## GIVEN INSTRUCTION
Return each line from the entries below that includes the word "support".

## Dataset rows
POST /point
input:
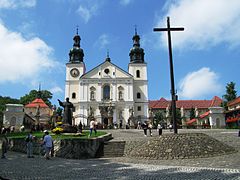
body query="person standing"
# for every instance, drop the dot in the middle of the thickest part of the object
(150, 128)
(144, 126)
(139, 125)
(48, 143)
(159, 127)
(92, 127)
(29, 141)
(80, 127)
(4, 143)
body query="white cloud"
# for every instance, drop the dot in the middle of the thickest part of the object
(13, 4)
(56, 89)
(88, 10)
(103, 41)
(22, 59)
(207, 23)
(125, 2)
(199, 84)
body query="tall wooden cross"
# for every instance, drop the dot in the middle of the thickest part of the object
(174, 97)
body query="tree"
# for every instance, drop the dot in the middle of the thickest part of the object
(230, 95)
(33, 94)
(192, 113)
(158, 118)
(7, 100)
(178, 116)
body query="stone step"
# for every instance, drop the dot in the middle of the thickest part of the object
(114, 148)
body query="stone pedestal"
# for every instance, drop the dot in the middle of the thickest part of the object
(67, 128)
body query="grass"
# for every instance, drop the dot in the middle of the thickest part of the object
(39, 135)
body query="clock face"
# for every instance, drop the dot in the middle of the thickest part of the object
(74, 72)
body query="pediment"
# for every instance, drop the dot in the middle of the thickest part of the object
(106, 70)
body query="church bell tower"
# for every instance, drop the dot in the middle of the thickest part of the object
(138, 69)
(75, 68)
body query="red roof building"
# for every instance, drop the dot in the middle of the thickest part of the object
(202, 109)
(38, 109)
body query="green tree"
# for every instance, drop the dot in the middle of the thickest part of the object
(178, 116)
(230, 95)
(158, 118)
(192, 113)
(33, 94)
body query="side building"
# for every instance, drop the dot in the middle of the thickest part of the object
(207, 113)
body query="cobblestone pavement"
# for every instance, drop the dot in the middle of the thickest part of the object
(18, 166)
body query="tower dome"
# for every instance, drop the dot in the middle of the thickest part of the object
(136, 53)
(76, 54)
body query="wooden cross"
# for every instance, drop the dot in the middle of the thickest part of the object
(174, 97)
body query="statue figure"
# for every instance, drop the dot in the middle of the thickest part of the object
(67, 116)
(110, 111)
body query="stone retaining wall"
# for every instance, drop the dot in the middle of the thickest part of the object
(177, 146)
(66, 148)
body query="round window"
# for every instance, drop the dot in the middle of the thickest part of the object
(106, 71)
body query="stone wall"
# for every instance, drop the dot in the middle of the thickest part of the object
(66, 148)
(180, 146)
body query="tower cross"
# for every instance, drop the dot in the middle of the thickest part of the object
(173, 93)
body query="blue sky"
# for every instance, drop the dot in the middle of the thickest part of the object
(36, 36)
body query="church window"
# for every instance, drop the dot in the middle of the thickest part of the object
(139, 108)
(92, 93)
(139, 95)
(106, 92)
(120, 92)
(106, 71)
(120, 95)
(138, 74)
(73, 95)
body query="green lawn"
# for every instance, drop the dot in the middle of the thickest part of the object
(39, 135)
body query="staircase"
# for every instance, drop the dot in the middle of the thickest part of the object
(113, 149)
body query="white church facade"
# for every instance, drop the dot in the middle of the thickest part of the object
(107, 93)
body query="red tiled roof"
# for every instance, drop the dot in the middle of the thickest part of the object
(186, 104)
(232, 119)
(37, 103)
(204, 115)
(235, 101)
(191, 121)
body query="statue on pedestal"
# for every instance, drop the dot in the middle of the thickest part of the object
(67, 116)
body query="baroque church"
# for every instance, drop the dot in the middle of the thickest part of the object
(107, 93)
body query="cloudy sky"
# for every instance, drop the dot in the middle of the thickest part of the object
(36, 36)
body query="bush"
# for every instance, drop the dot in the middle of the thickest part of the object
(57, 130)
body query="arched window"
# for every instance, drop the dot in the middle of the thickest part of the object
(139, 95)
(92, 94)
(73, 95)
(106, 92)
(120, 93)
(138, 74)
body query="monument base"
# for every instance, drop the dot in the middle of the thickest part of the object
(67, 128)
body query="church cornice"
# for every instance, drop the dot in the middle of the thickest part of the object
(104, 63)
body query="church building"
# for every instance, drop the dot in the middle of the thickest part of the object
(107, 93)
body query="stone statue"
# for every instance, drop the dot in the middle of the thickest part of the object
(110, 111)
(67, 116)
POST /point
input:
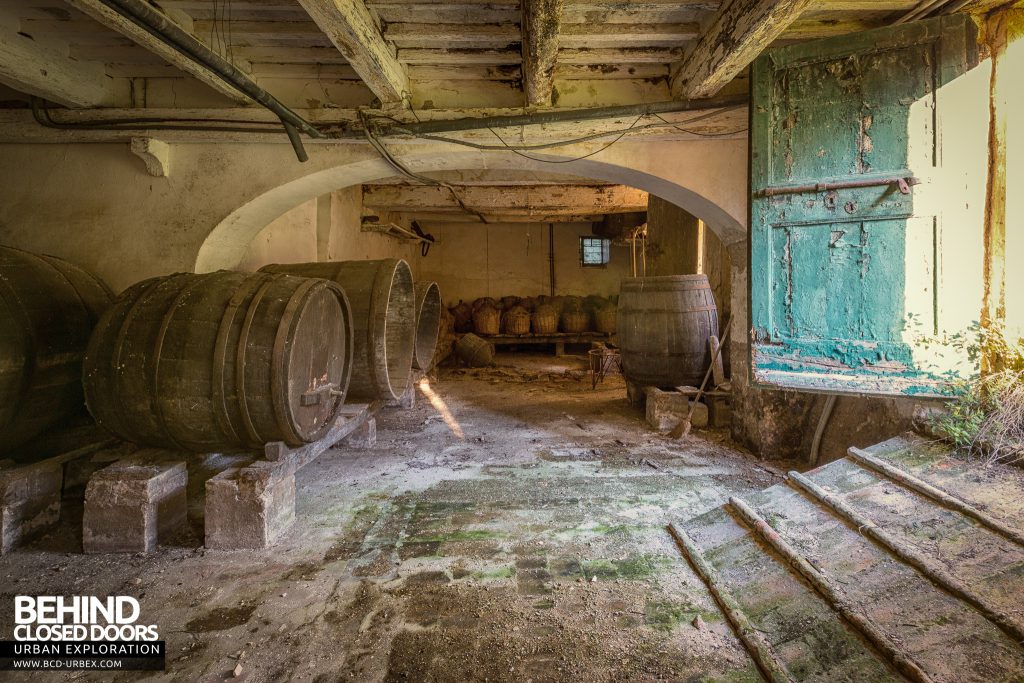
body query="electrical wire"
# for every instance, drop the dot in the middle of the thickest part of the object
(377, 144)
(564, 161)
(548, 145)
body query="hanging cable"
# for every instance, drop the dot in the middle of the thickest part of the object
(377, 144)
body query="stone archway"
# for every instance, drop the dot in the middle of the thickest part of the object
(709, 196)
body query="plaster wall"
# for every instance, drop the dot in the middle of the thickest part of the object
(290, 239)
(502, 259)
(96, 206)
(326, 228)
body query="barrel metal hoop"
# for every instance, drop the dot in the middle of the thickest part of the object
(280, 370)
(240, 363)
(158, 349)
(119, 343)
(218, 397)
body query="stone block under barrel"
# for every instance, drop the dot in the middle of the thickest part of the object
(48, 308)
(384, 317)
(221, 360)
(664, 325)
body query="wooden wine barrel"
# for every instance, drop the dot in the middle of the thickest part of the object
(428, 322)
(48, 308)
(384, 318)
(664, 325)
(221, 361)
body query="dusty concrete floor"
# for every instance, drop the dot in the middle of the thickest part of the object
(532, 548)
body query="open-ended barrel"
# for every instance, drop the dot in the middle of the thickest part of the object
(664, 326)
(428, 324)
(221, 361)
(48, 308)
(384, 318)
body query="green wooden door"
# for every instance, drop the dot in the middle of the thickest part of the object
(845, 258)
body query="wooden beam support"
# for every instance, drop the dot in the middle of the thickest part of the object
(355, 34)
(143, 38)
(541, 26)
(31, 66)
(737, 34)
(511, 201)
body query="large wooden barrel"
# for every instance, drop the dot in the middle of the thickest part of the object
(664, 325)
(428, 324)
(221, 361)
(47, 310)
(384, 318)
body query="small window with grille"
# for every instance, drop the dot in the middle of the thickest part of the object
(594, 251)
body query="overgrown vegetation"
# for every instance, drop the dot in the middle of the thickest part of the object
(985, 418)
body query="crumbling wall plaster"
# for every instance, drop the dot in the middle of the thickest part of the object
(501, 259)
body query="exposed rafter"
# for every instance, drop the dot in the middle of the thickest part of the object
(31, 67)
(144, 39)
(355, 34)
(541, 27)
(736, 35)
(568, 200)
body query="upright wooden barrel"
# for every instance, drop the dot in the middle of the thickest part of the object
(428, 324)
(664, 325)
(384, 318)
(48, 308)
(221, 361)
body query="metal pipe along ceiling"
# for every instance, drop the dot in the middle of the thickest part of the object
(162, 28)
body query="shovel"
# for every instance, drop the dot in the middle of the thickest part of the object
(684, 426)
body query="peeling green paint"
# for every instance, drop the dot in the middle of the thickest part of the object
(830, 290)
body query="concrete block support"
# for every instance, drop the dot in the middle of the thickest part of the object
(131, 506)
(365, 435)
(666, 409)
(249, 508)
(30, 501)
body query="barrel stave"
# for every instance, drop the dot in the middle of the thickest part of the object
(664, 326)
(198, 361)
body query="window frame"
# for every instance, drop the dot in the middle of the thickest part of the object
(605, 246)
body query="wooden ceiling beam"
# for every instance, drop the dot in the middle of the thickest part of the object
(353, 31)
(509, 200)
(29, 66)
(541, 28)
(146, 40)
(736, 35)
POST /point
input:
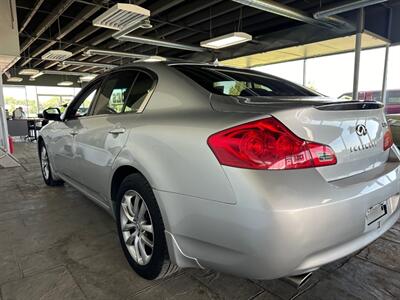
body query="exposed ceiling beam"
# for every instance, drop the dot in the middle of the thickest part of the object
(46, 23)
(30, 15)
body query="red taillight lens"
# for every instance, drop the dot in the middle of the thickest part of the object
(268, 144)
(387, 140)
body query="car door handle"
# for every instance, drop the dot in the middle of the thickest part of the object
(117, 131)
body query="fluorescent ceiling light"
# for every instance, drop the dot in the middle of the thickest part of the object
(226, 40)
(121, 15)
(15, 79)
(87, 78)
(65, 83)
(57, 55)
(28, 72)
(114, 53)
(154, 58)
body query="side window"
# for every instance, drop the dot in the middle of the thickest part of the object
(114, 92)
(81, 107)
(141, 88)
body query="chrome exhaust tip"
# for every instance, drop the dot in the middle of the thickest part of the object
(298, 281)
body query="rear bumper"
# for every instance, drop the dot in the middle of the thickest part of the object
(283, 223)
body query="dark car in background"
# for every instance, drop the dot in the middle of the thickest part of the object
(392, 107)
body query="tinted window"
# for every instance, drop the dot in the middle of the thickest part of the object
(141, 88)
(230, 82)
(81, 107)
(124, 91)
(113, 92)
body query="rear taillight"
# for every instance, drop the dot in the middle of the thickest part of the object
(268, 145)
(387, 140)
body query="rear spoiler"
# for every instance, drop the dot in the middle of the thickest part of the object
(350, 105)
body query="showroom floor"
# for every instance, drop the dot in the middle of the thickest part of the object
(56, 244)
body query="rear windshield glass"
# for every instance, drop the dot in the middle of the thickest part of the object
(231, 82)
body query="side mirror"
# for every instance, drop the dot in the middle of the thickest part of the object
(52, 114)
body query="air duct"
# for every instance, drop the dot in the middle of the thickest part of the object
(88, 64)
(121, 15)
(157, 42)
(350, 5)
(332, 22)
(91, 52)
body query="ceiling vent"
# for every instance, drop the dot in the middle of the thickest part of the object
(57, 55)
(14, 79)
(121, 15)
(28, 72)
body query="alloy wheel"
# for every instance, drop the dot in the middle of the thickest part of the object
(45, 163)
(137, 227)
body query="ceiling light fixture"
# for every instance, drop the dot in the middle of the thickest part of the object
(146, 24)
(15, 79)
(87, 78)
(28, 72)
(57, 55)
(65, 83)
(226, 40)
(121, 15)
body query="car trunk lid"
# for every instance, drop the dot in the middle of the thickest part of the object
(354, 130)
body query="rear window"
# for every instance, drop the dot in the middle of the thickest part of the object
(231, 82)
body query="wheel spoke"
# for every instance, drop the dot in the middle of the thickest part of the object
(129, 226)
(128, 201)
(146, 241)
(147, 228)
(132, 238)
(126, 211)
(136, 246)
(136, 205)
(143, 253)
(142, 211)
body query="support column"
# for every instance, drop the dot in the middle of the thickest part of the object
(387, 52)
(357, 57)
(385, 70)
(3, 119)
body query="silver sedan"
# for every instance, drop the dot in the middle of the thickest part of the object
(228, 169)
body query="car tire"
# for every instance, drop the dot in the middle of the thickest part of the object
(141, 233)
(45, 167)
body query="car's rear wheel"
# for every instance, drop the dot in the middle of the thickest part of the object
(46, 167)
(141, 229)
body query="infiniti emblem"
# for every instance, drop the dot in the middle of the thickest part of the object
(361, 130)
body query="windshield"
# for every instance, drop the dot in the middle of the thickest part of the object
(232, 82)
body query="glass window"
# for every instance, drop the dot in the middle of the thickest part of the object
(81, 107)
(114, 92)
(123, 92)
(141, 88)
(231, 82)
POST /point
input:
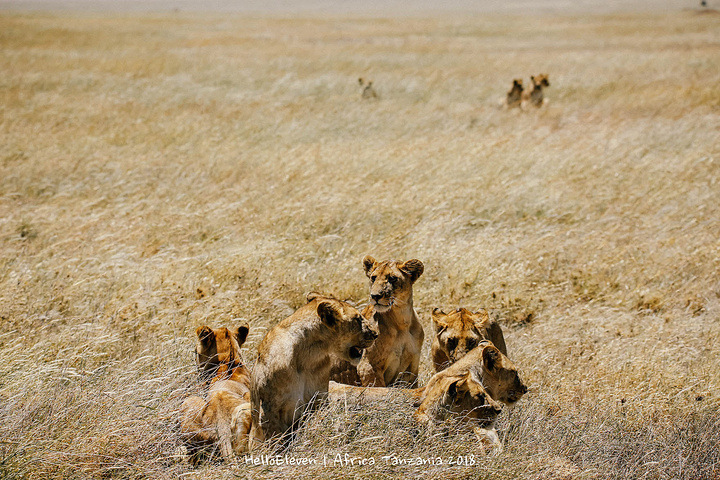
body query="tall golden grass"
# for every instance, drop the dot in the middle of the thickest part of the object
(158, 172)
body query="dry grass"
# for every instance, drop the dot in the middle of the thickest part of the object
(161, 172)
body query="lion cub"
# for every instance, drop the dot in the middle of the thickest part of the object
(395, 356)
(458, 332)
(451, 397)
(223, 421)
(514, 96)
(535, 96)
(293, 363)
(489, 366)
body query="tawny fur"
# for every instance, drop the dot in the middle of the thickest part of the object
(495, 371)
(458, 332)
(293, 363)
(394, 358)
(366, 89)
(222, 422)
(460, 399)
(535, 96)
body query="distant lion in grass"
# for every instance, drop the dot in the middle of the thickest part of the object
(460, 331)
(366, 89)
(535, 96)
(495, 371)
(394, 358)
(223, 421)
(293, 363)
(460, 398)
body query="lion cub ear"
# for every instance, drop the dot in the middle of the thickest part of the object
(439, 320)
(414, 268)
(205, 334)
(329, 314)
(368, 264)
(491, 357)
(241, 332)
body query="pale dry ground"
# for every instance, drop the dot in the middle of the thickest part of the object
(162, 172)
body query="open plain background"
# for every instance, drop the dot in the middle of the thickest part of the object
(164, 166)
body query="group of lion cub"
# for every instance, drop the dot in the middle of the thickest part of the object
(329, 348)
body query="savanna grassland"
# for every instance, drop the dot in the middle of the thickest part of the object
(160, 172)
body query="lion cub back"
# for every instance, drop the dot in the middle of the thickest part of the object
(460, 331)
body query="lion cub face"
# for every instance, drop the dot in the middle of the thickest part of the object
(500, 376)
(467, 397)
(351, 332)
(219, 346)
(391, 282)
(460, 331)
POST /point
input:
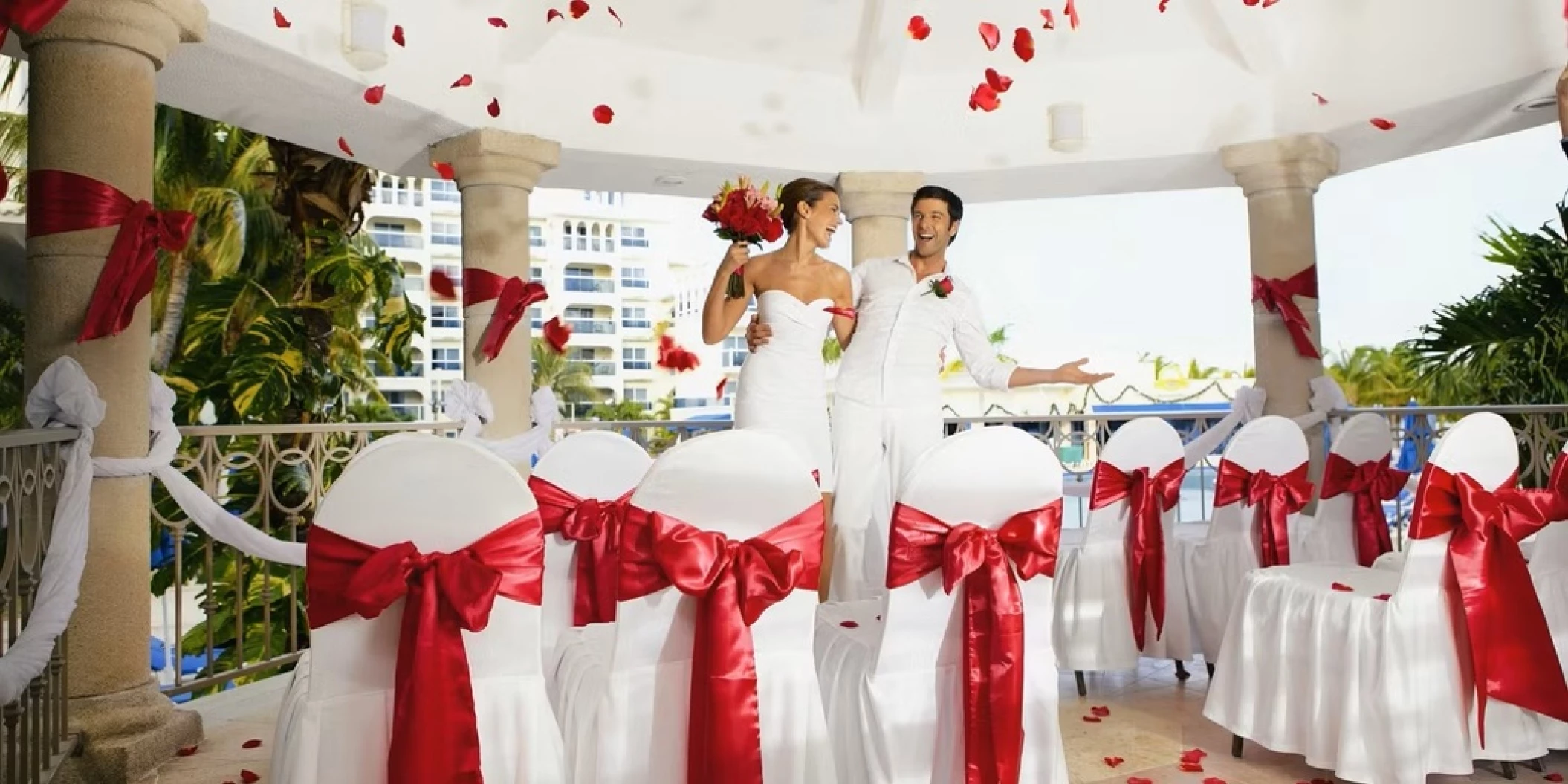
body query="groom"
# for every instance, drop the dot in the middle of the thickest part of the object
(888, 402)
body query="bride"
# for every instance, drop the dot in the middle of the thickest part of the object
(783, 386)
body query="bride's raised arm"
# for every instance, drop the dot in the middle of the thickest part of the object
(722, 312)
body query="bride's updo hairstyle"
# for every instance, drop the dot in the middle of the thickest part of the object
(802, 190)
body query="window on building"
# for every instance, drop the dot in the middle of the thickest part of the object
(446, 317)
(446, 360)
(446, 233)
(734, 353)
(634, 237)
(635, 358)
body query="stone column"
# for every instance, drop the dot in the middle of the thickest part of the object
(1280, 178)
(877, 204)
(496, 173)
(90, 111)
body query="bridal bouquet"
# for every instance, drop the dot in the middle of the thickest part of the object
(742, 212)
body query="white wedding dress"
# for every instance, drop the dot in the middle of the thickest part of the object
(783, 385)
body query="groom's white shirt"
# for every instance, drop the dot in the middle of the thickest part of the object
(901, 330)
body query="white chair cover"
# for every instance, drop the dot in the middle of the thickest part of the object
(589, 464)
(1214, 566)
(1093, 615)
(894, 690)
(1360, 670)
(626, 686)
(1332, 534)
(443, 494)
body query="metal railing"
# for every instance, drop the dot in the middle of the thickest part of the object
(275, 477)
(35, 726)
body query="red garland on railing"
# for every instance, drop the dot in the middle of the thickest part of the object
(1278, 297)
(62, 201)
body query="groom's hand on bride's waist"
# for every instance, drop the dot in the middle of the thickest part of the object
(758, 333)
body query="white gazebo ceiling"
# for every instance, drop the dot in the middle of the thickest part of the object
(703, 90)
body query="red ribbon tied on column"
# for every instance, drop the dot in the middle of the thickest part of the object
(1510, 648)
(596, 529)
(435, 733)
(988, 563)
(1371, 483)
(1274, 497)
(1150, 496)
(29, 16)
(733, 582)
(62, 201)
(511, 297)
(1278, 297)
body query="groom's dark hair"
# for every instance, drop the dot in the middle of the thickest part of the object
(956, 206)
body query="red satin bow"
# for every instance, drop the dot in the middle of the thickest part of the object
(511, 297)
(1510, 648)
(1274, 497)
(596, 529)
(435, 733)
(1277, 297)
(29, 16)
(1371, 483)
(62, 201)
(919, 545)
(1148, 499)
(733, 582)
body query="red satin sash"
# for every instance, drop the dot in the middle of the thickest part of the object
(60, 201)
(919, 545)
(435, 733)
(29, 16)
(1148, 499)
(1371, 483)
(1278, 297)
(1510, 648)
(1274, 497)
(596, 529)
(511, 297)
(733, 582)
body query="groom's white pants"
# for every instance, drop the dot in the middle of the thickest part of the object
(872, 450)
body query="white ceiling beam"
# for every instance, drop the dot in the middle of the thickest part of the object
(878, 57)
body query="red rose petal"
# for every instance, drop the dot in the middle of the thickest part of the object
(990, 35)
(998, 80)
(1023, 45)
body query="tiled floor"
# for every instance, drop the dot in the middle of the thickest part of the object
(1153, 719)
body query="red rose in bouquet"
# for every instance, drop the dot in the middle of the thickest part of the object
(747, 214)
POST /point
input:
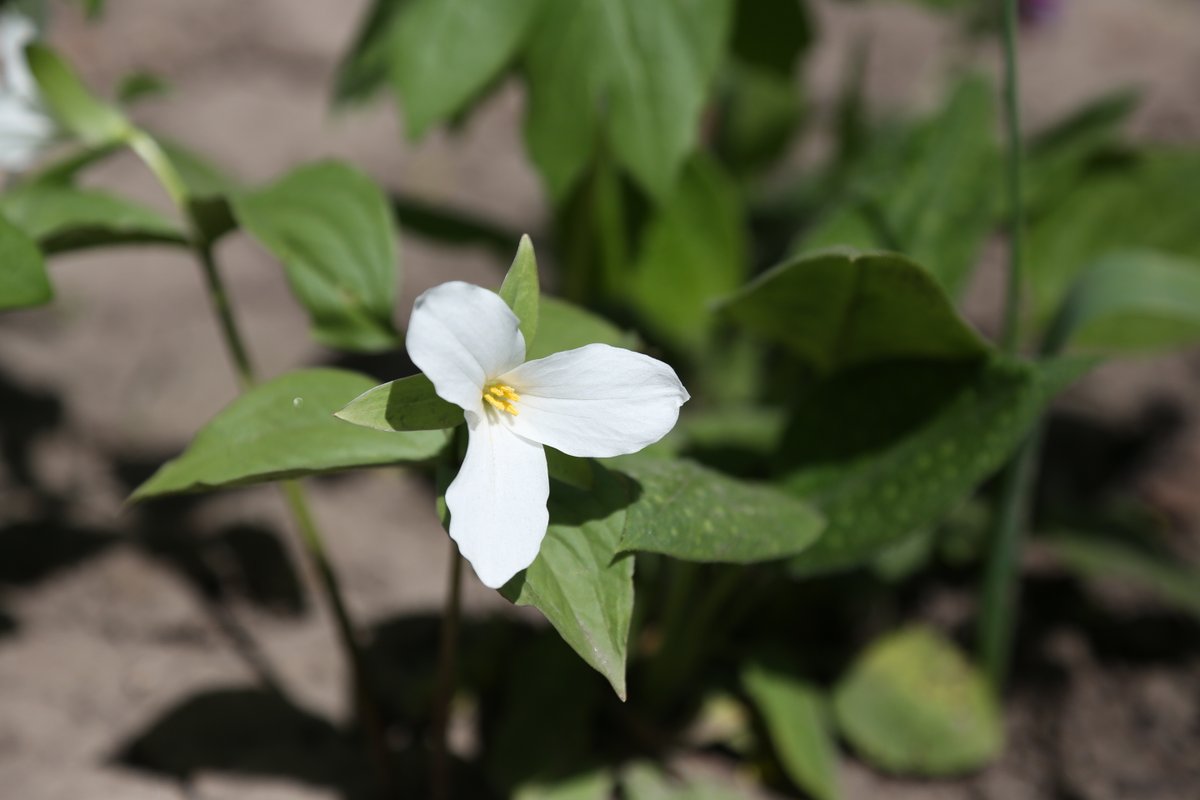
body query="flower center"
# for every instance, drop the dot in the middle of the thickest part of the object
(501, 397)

## WRITTEN ANSWER
body query="wooden beam support"
body query="concrete block support"
body query="support column"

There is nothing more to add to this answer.